[Task details] The word "after" occurs in some lines of the data. Return each such line.

--- Provided material ---

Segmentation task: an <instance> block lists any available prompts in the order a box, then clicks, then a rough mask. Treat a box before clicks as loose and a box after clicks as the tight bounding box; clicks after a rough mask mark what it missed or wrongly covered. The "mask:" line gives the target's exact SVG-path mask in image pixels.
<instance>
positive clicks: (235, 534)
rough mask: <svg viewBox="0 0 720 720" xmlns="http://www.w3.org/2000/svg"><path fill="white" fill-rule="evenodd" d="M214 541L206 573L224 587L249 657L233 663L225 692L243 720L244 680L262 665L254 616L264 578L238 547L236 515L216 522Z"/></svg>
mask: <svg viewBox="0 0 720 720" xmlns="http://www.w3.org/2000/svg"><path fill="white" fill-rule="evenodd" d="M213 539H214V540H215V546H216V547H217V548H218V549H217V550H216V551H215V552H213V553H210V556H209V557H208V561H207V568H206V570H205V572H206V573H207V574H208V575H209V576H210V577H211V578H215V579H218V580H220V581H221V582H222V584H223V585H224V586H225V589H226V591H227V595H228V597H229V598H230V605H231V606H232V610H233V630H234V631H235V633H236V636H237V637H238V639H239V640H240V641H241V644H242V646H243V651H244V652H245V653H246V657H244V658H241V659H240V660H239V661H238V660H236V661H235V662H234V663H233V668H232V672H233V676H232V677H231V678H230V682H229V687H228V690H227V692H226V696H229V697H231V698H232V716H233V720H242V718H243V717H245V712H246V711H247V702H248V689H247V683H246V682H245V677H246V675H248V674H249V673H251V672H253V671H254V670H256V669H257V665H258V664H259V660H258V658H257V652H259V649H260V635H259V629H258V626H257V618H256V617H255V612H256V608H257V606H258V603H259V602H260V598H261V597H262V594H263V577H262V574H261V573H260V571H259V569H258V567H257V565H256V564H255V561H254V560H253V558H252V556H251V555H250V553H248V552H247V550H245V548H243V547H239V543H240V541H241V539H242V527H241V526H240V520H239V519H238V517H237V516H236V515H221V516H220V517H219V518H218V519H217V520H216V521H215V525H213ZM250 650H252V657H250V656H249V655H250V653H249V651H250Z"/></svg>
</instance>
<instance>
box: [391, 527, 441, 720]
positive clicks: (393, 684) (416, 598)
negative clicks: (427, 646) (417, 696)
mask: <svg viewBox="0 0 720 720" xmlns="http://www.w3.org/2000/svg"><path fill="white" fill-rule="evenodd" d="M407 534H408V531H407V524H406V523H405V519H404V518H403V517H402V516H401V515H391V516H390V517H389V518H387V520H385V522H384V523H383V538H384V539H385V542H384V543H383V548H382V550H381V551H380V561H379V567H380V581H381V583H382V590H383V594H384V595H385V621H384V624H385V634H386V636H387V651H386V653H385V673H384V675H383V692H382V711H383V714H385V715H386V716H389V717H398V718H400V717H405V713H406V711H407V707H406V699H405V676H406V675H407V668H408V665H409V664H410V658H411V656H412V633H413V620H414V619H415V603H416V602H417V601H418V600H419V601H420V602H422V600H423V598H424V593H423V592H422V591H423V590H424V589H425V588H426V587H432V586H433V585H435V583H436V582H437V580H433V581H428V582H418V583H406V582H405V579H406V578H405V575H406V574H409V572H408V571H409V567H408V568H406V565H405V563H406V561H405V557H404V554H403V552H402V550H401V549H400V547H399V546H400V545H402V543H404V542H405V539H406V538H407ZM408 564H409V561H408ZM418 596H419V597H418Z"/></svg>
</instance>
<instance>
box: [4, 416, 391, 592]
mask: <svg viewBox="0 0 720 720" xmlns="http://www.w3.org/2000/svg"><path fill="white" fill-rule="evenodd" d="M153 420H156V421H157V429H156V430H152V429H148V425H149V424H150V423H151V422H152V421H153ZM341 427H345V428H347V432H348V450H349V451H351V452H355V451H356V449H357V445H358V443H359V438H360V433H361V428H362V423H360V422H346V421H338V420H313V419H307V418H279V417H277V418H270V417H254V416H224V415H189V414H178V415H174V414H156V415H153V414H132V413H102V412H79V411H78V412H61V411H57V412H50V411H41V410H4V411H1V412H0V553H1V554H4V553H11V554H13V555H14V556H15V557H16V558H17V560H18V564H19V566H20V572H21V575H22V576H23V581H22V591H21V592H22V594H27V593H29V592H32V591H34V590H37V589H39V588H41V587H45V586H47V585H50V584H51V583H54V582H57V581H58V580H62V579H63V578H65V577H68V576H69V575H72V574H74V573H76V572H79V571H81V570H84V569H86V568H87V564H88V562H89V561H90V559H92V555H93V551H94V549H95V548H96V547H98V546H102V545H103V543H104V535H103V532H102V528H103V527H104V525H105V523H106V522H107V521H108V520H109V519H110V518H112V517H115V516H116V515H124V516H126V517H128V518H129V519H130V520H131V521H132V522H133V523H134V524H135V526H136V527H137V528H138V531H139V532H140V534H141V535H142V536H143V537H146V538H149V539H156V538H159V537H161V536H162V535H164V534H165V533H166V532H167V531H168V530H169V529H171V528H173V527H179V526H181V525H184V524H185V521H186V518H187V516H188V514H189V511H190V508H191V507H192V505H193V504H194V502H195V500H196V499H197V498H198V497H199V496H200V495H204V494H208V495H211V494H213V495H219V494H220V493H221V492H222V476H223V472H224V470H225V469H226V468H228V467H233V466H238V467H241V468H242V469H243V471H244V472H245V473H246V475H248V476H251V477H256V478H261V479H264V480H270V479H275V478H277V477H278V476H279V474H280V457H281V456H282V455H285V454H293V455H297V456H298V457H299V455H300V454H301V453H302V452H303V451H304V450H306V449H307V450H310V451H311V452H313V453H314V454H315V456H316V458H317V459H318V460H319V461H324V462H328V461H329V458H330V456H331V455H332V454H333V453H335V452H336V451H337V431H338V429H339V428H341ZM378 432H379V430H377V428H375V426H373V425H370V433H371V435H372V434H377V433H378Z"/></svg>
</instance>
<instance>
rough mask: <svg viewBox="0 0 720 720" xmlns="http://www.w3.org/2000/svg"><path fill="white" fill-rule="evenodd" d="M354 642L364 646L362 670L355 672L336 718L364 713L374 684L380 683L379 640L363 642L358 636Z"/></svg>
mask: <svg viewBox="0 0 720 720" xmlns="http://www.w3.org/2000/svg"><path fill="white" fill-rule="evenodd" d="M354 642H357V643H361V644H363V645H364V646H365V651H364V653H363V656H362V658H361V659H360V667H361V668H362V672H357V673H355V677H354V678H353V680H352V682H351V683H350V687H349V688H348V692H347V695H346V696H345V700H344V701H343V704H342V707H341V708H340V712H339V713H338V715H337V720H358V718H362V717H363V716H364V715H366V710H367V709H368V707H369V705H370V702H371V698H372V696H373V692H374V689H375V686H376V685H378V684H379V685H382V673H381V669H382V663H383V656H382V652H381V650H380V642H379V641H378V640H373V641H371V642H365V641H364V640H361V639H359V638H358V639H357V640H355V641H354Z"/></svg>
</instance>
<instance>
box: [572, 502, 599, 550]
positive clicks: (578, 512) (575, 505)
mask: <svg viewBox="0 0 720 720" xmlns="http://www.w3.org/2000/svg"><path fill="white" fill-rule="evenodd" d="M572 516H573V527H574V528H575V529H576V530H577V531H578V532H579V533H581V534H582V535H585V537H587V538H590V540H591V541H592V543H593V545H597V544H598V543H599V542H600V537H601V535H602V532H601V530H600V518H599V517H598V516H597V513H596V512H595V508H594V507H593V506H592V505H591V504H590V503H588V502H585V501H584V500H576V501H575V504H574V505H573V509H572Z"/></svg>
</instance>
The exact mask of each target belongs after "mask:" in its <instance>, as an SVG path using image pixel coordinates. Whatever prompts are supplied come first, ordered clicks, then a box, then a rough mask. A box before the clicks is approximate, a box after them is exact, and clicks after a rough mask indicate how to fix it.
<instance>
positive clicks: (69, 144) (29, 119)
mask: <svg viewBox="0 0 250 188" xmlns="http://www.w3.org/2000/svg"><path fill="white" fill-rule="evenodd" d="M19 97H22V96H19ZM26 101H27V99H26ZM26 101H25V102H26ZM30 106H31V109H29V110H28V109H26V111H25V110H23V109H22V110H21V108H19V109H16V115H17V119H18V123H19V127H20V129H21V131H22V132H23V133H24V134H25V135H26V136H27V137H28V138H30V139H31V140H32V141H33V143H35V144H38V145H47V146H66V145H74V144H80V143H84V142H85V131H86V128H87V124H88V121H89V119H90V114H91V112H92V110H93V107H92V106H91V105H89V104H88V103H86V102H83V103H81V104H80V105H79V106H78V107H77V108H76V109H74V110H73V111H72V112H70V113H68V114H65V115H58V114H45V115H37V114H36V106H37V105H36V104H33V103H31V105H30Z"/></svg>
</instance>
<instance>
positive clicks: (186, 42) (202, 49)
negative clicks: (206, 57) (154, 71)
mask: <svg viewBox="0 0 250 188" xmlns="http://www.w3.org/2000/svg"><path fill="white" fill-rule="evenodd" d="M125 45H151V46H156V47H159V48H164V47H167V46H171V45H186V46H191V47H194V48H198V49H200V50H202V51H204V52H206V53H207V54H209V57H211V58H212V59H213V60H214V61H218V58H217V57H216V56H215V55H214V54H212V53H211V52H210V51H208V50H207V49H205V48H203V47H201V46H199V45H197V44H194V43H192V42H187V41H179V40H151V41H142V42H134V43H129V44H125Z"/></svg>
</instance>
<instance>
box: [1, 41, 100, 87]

---

[The answer]
Segmentation task: an <instance> block lists any available prompts in the order a box, then clicks, then a rough mask. Treat a box before clicks as loose and a box after clicks as the tight bounding box; clicks after a rough mask mark what it missed or wrongly covered. The "mask:" line gives the target's exact SVG-path mask in image pixels.
The exact mask of each target belongs after "mask:" in its <instance>, as an SVG path using image pixel coordinates. Whatever prompts are supplied come first, ordered clicks, then a box, then a rough mask. A box before the clicks is approximate, a box after them is exact, and clicks after a rough mask indicate how to fix it.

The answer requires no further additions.